_Aim of the task_
The answer must consist of every line below that contains the word "stone".

Stored data entries:
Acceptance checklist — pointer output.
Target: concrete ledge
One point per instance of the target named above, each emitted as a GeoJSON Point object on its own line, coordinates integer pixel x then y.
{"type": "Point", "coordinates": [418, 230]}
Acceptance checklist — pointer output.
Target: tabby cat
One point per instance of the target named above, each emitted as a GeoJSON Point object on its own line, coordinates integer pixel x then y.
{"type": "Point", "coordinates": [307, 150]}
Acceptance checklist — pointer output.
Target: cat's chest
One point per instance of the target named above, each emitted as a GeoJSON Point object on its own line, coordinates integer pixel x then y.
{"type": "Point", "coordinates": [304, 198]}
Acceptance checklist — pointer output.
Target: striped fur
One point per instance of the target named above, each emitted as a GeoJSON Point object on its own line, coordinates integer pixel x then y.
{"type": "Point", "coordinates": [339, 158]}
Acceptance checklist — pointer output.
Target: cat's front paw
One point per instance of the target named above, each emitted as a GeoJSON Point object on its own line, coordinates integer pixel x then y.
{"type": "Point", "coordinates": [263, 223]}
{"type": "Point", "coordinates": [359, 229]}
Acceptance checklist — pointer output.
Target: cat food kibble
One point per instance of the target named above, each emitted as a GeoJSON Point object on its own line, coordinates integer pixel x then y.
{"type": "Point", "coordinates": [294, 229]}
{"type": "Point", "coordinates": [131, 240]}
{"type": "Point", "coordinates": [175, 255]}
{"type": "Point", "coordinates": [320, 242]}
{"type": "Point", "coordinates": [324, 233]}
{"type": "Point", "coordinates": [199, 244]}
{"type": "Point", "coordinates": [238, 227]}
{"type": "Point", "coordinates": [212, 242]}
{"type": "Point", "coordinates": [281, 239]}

---

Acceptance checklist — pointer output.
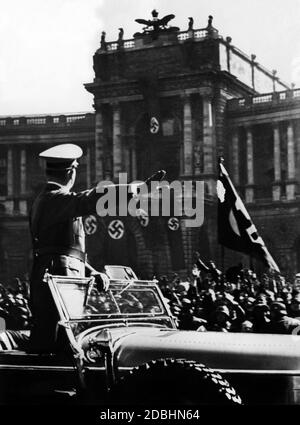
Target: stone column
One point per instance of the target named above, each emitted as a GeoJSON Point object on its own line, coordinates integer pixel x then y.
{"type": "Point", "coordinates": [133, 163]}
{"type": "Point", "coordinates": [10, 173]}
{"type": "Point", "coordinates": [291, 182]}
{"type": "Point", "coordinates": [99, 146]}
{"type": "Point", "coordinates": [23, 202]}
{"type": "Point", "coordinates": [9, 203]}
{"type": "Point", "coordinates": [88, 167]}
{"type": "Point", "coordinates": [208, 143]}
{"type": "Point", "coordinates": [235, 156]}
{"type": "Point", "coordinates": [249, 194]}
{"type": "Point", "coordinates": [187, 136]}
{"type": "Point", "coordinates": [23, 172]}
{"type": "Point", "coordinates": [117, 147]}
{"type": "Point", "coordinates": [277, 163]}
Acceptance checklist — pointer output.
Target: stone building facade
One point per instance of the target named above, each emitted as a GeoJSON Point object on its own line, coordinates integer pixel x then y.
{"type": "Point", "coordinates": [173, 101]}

_Answer to the exercise_
Target: stone column
Target: stone building facade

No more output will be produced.